| What to work on |
Rewrite the listing as a two-column CSV with the columns text and answer, starting with the line containing "Where can the headlight" and going on through the line containing "point(130, 508)". Use one row per text-and-answer pair, and put each value in a single quoted field with line breaks turned into spaces.

[Saved entries]
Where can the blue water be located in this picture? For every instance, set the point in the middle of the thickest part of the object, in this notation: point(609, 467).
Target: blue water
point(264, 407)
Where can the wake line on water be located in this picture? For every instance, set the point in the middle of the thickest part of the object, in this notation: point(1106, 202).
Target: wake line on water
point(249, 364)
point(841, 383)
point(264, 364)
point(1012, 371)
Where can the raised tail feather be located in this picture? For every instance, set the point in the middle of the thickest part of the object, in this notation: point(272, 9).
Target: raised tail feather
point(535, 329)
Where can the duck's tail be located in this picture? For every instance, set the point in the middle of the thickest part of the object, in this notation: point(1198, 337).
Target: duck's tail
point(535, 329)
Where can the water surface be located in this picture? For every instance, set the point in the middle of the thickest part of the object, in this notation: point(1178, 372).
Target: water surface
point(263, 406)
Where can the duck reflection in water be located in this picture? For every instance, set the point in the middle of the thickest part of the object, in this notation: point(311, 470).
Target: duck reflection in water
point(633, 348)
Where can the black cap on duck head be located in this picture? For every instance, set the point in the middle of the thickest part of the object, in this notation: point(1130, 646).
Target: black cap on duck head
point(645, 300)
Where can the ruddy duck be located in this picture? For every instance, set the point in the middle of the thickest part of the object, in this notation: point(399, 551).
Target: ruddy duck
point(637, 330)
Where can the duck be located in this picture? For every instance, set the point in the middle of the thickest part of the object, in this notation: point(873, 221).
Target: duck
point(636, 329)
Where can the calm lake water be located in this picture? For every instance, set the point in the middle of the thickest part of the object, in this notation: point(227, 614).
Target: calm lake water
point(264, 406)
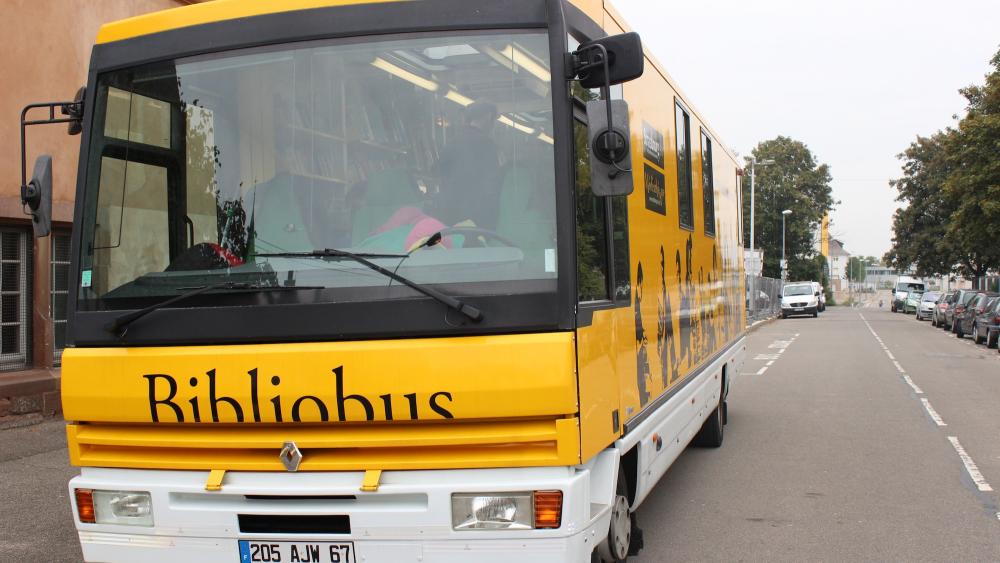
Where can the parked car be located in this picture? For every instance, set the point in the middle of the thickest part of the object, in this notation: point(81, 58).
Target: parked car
point(928, 303)
point(943, 302)
point(799, 298)
point(965, 320)
point(958, 305)
point(912, 301)
point(987, 325)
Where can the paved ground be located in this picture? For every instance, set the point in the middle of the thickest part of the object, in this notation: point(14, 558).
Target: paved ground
point(831, 454)
point(35, 519)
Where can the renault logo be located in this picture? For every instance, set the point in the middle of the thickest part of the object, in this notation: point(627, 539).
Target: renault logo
point(290, 456)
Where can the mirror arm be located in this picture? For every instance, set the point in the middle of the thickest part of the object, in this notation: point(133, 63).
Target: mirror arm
point(606, 94)
point(73, 109)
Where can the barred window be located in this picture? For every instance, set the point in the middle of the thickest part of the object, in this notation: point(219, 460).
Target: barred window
point(15, 299)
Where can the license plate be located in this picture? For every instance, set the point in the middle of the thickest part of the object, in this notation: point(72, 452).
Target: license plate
point(258, 551)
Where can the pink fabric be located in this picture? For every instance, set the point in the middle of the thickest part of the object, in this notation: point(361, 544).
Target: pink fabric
point(423, 226)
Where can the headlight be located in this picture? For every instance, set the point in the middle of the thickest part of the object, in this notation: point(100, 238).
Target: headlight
point(506, 511)
point(130, 508)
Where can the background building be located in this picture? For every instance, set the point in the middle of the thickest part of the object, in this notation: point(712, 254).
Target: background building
point(45, 59)
point(838, 259)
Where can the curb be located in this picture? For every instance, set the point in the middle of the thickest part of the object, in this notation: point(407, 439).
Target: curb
point(759, 324)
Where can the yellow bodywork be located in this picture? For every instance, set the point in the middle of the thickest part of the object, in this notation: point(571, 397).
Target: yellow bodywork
point(395, 404)
point(209, 12)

| Written response |
text,answer
"Where can the headlight be located in this picture? For every instance, set the point in the middle of the thickest part of the object, in this notation: point(100, 238). Target: headlight","point(506, 511) point(130, 508)"